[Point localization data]
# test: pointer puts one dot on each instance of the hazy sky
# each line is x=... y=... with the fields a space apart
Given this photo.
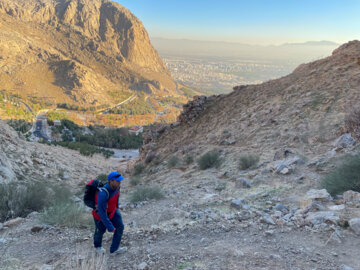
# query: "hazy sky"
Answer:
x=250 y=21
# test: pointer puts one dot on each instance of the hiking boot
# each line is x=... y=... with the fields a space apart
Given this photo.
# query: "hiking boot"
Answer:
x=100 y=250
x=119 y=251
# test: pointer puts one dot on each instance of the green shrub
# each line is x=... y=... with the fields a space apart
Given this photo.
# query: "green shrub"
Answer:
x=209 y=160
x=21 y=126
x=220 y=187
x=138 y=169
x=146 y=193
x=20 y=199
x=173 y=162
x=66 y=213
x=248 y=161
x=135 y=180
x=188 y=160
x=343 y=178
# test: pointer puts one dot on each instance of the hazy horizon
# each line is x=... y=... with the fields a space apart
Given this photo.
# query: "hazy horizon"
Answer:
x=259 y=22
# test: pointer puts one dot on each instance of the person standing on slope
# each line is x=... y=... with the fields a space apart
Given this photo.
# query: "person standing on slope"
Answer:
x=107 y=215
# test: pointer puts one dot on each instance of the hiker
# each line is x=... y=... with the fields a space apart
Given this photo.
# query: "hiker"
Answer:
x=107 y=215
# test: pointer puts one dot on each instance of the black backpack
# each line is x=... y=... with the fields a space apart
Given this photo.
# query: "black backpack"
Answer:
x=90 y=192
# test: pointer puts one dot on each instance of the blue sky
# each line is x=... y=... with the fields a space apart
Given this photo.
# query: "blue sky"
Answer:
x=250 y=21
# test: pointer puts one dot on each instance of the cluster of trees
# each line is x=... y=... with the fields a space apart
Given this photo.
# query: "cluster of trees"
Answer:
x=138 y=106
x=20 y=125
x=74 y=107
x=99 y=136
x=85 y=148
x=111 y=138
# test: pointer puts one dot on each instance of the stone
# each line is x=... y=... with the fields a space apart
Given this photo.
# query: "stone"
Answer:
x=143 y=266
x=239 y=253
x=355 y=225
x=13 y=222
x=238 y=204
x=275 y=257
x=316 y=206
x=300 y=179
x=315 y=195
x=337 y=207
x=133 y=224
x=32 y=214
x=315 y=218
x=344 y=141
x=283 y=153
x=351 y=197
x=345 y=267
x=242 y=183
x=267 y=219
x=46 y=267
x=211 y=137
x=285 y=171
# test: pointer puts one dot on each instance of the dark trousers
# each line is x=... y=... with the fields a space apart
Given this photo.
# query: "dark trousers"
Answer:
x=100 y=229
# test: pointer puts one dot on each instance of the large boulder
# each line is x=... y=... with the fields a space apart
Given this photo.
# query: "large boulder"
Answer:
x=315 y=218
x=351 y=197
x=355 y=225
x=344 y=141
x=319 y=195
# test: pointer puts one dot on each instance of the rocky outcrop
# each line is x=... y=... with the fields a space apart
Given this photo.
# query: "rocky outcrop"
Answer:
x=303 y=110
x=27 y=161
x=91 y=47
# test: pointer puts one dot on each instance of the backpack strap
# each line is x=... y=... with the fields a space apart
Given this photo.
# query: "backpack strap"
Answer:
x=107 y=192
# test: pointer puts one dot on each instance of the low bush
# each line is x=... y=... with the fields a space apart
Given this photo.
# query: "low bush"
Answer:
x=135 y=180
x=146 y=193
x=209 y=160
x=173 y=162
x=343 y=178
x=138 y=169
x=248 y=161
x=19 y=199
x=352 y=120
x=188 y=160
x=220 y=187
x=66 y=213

[Your assignment]
Leaving the images out, return every record exactly.

[Result of this task]
# test: pointer puts one dot on each instance of the hazy sky
# each line is x=... y=... with the fields a space apart
Given this photo.
# query: "hazy sky"
Answer:
x=250 y=21
# test: pointer puts one dot on each instance of the hiking boot
# each line is x=... y=... with the fields a space apart
Given this photo.
# query: "hiking boot"
Answer:
x=100 y=250
x=119 y=251
# test: pointer puts one dot on each instance of the green shrub
# each line is x=... y=... with the fields a space apart
Given this photo.
# query: "green shrub"
Answer:
x=209 y=160
x=21 y=126
x=220 y=187
x=138 y=169
x=146 y=193
x=20 y=199
x=173 y=162
x=66 y=213
x=248 y=161
x=135 y=180
x=188 y=160
x=343 y=178
# test: pointer puts one dot on each instance of the hazy horizon
# each line is x=... y=... with the fields a space apart
Given this photo.
# query: "hazy horizon"
Answer:
x=259 y=22
# test: pointer puts one dot on each instance of the person standing on slope
# each line is x=... y=... with the fields a space apart
Given this photo.
# query: "person standing on slope"
Answer:
x=107 y=215
# test: pointer puts one dot on each instance of the hiker
# each line is x=... y=... with the fields a space apart
Given this photo.
# query: "hiker"
Answer:
x=107 y=215
# test: pointer puts one dot on each instance of the black backpack
# each line is x=... y=... with the fields a space apart
Given this photo.
# query: "black backpack"
Answer:
x=90 y=192
# test: pointer puts one dot on each instance of the blue sky
# each line is x=... y=... with the fields a space apart
Given this photo.
# query: "blue sky"
Answer:
x=250 y=21
# test: pointer puts one dot on each instance of the cluster of trees
# each line is x=... y=... with the fields a space apart
Given this photo.
# query: "cluster of trees"
Answer:
x=138 y=106
x=20 y=125
x=74 y=107
x=99 y=136
x=85 y=148
x=111 y=138
# test: pointer puts one dot on each instance of the stone
# each line is x=... y=... with the fields a space apart
Given this photo.
# query: "stone"
Answer:
x=143 y=266
x=239 y=253
x=355 y=225
x=13 y=222
x=238 y=204
x=275 y=257
x=316 y=206
x=300 y=179
x=315 y=195
x=337 y=207
x=133 y=224
x=32 y=214
x=315 y=218
x=344 y=141
x=283 y=153
x=351 y=197
x=345 y=267
x=242 y=183
x=267 y=219
x=46 y=267
x=211 y=137
x=285 y=171
# test: pointer puts one dot on each instance of the dark trousers
# each line is x=... y=... with the fields a space apart
Given this photo.
# query: "dark trousers"
Answer:
x=100 y=229
# test: pointer puts one dot on each instance of the large boulder
# each line is x=... y=... with the fields a space apart
Given this photo.
# query: "large boulder"
Answer:
x=315 y=218
x=351 y=197
x=355 y=225
x=344 y=141
x=319 y=195
# test: pointer puts one dot on each instance of the rocky outcrop
# each line is x=... y=... with the fields a space apart
Given this photo.
# query: "rocky outcrop"
Answer:
x=303 y=110
x=27 y=161
x=91 y=47
# test: pointer puts one dot on each instance of the backpack strap
# each line is x=... y=... with the fields a space apart
Given this photo.
# query: "backpack strap"
Answer:
x=107 y=192
# test: pointer puts one dot on each instance of the low bush
# each line is x=... y=... with the fields a space apart
Given this photo.
# query: "low bush"
Answer:
x=135 y=180
x=146 y=193
x=209 y=160
x=173 y=162
x=343 y=178
x=138 y=169
x=248 y=161
x=19 y=199
x=352 y=120
x=188 y=160
x=220 y=187
x=66 y=213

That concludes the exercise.